**Your objective**
Update the records below by replacing every "Example invocation" with "Sample call" and keeping all other text the same. Leave the pictures out of your answer.

begin

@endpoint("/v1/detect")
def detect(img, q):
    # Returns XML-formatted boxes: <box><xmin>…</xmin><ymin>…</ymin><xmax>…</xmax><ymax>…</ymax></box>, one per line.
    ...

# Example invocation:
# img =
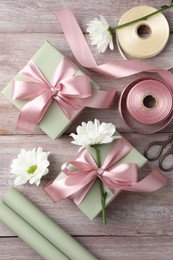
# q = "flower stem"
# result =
<box><xmin>94</xmin><ymin>145</ymin><xmax>107</xmax><ymax>226</ymax></box>
<box><xmin>109</xmin><ymin>1</ymin><xmax>173</xmax><ymax>32</ymax></box>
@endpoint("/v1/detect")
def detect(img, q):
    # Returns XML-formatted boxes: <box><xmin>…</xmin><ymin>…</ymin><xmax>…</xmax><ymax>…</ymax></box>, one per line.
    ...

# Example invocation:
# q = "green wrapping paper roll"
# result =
<box><xmin>0</xmin><ymin>203</ymin><xmax>69</xmax><ymax>260</ymax></box>
<box><xmin>2</xmin><ymin>188</ymin><xmax>97</xmax><ymax>260</ymax></box>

end

**Solution to this problem**
@endpoint("/v1/detect")
def detect(img, q):
    # Returns XML-formatted boxes: <box><xmin>…</xmin><ymin>…</ymin><xmax>…</xmax><ymax>…</ymax></box>, one per line.
    ...

# Sample call:
# img =
# q = "flower stem"
# result =
<box><xmin>94</xmin><ymin>145</ymin><xmax>107</xmax><ymax>226</ymax></box>
<box><xmin>109</xmin><ymin>1</ymin><xmax>173</xmax><ymax>32</ymax></box>
@endpoint("/v1/detect")
def detect(img, q):
    # Returns XML-formatted boxes: <box><xmin>…</xmin><ymin>…</ymin><xmax>…</xmax><ymax>…</ymax></box>, one per line.
    ...

# Sample call:
# q = "green wrapping paper roll"
# result =
<box><xmin>0</xmin><ymin>203</ymin><xmax>69</xmax><ymax>260</ymax></box>
<box><xmin>2</xmin><ymin>188</ymin><xmax>97</xmax><ymax>260</ymax></box>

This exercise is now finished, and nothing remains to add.